### EXERCISE
Would you print the full listing word for word?

### DATA TO EXAMINE

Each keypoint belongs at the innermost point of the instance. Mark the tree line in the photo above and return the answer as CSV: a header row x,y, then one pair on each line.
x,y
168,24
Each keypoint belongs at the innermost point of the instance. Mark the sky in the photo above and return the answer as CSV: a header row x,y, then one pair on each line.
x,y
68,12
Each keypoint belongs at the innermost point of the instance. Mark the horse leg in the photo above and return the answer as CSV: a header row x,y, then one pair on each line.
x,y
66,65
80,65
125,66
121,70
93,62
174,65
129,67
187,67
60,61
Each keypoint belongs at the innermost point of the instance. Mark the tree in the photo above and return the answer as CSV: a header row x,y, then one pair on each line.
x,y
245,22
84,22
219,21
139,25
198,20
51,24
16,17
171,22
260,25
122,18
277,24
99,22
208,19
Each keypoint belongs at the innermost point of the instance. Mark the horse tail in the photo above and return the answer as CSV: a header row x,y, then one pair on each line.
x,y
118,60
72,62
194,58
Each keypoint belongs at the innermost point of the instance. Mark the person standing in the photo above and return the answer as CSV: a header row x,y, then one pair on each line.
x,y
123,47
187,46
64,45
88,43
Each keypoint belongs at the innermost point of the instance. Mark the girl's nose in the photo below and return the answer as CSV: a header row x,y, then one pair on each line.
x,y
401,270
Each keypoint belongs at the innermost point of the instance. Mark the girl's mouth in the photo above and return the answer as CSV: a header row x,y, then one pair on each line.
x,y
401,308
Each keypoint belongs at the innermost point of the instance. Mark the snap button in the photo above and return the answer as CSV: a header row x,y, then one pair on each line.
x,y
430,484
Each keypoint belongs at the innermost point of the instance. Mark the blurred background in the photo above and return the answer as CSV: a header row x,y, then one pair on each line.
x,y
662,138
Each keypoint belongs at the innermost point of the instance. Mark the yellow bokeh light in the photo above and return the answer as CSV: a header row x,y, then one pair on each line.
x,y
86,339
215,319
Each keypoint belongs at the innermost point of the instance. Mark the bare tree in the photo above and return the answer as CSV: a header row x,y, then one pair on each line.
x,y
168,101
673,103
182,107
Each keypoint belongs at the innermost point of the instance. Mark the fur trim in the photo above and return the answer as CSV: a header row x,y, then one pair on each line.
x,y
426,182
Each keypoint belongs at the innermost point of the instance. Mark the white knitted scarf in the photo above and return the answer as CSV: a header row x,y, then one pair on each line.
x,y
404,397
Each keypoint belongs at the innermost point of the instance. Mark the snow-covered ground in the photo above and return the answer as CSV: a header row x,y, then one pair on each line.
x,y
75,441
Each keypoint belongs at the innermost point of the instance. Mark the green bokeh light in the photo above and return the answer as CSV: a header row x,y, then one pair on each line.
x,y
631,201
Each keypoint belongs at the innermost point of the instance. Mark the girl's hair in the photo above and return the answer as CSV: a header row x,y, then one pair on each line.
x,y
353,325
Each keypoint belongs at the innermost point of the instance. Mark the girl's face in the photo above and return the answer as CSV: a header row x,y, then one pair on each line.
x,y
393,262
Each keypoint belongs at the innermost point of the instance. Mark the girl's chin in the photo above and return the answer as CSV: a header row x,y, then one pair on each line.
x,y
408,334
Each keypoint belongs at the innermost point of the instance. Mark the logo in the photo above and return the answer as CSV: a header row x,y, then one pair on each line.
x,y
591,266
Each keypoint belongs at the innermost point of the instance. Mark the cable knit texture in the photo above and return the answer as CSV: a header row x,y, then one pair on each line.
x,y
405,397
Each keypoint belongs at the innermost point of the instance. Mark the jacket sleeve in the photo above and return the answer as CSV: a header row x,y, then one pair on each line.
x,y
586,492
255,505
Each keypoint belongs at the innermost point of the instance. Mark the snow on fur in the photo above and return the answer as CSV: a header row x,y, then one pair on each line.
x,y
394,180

### TASK SOLUTION
Each keypoint belongs at the innermost point of the instance. Mark the tree line in the photo above and return the answer as CSV: a header row x,y, then one pair on each line.
x,y
168,24
Each keypoint belongs at the innermost point of the instance. Mark the sky in the photo above and return the answer as CSV: a header row x,y, then one pair on each line.
x,y
68,12
Each keypoint belongs at the innermost point of the instance. Mark the horse leg in the photo above and return the answer as CSV: a header row x,y, then one pair on each line.
x,y
66,65
80,65
125,66
121,70
93,62
174,65
129,67
187,67
60,61
Each keypoint belongs at the innermost point of the instance. Mark the tree in the photo above and return the answer as CSV: a header row x,y, then one pair on each line.
x,y
245,22
84,22
219,21
139,25
198,20
51,24
16,17
171,22
260,25
122,18
277,24
99,22
208,19
Each keypoint belongs at the innermost point of the instance. Mark the horse tail in the photo above and return the answer as CSV: a header row x,y, then one pair on each line.
x,y
118,60
72,62
194,58
Each keypoint belongs at the innermost point of the instance. Mark the person standing in the photo above and return the answer as CSV: a header row x,y, then one pair on each line.
x,y
123,47
187,46
64,45
88,43
Each keypoint belongs at the innermost point of the instance. Mark the girl's nose in the photo below and return the answer as CSV: a header row x,y, then one pair on each line.
x,y
401,270
Each keypoint belongs at the innermost point of the instance. Mark the girl's mouth in the photo above and return the answer as CSV: a header row x,y, then one pair on each line.
x,y
401,308
Each keypoint belongs at the innermost point of the instance. Mark the snap button in the photo above and return the answer as CSV: a header row x,y, then one pair on each line.
x,y
430,484
Each keypoint belongs at the innermost point of the instance. Mark the blurred background in the photo above and return the answer as CSV: a header row x,y, then one pair on each line.
x,y
662,138
Each keypoint belongs at the innermost point of the instance. Mark the yellow bokeh light in the photo above and return the answer as CSV: a header row x,y, then one pair on each line.
x,y
86,339
215,319
Each keypoint belongs at the innermost point of the instance. Mark the bare tree in the photo above and return the answer as CSV: a header row x,y, then one pair on each line.
x,y
168,101
673,103
182,107
Each keypoint belongs at the innermost point of the instance. Mark the fur trim in the photo above and return the answer as CSV: a header row x,y, then one pair on each line.
x,y
426,182
Each keypoint belongs at the innermost point of the instance. Mark the white knitted scarf in the photo above and return the answer as CSV: a header row x,y, then one pair on each line.
x,y
404,397
Each keypoint belongs at the innermost point of the instance. Mark the snow-covered ground in the photo above and return the answer as CSV: a header row x,y, then one pair on each line.
x,y
75,441
Each keypoint belongs at the innermost point of the instance. Mark the green bokeh light in the photo above and return the answer as CSV: a header row x,y, then one pair on each line.
x,y
631,201
Each keypoint belongs at the innermost point of the instance. Mark the girl's hair in the photo above and return the answer as CSV: a header row x,y, then one pair on each line.
x,y
353,325
Each keypoint belongs at the innermost point of the instance. Mark the girl's face in the photo above and return the answer as CSV: a header row x,y, then one pair on each line.
x,y
393,262
Each keypoint belongs at the innermost point of the instance. Mark the girl's chin in the photo above and return the answer as CSV: a header row x,y, then one pair on each line.
x,y
408,334
Each keypoint belongs at the innermost point of the instance. Mark the logo in the photo above and return the answer as CSV: a header row x,y, then one pair on each line.
x,y
591,266
Each keypoint belongs at the innermost point of the instance. Mark the cable knit texture in the photo above and return the answer as CSV: a header row x,y, then one pair on each line.
x,y
405,397
Each keypoint belongs at the innermost point of the instance. Mark the jacket sleeve in the photo above and return the answer as CSV: a header row x,y, then one pair on each line.
x,y
586,492
255,505
Each keypoint belongs at the innermost point of the instance. Mark the snow on fur in the photo above and return the answer as CSV: a header row x,y, then one pair on each line.
x,y
394,180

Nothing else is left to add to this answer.